* _WHAT THIS TASK INVOLVES_
Extend the passage below on who counts as Jewish, picking up right after its final sentence.

* _EXCERPT TO READ_
But of course this answer merely begs other questions. Matrilineal descent was not uniformly emphasised even in biblical times (see, for example, Deuteronomy, x, 15) and it is now widely accepted that emphasis on the mother rather than the father was primarily an expedient: in the days before DNA testing one could never be sure of the father’s identity but always of the mother’s. In any case, today there are well-established varieties of non-Orthodox Judaisms that recognise as Jewish anyone who has a Jewish parent of either sex.
As for conversion, what is meant exactly by the phrase “reputable ecclesiastical court”? Who decides the question of repute? There are in the UK today women who have undergone conversion through the auspices and with the imprimatur of the Chief Rabbinate of the State of Israel — the Jewish state — but whom the Chief Rabbi of the London-based United Synagogue refuses to recognise as at all “Jewish”. These mothers and their children are Jewish in Israel, but somehow, en route from Tel Aviv to Heathrow, they apparently cease to be so. I recognise them and their offspring as 100 per cent Jewish; the Chief Rabbi Sir Jonathan Sacks does not.

* _SUPPLIED INFORMATION_
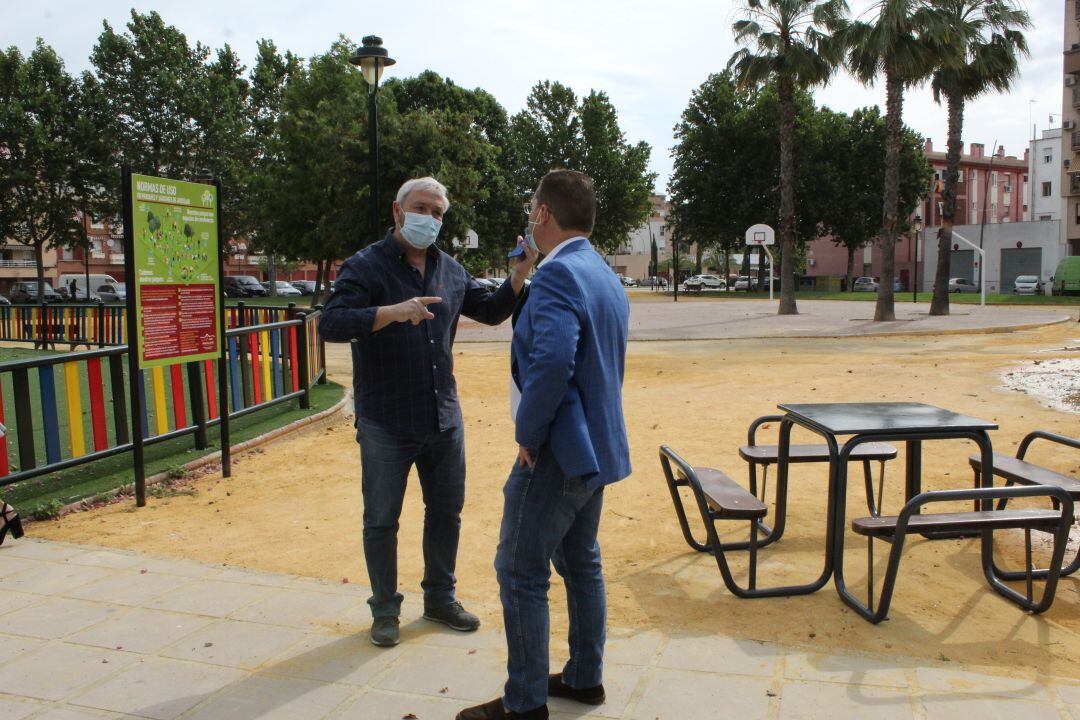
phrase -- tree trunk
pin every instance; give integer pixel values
(319, 283)
(940, 303)
(786, 200)
(851, 267)
(894, 106)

* _REPLY TO THE EXERCISE_
In bygone eras this would have mattered only in the Jewish world, and would have been of merely curiosity interest to the non-Jewish. The current battle of wills over who controls admission into Jewish schools in England means that this is no longer the case. The recent decision of the Court of Appeal has brought this issue to a head.
Two years ago the child “M” was denied a place at the prestigious Jews’ Free School (JFS), northwest London, because and only because the child’s mother had been converted to Progressive Judaism by a Progressive ecclesiastical court, which the Office of the Chief Rabbi does not regard as reputable. The Appeal Court has now ruled that “M” was the victim of racial discrimination. “Jews”, the Appeal Court has determined (or rather, confirmed) “constitute a racial group defined principally by ethnic origin and additionally by conversion, and . . . to discriminate against a person on the ground that he or someone else either is or is not Jewish is therefore to discriminate against him on racial grounds.”
When the Race Relations Act was passed in 1976, many British Jews were vocally unhappy that they might be legally categorised in racial terms in order to take advantage of the protection afforded by that legislation.
That Jews are so protected is due to the impact of subsequent judge-made law, notably the Mandla case of 1983, which actually concerned the Sikh community. In ruling that Sikhs were not a religious group (and thus outside the protection of the Act), but rather a racial or ethnic group (and thus within its protection) the law lords set forth a definition of ethnicity that clearly applied and applies equally to Jews.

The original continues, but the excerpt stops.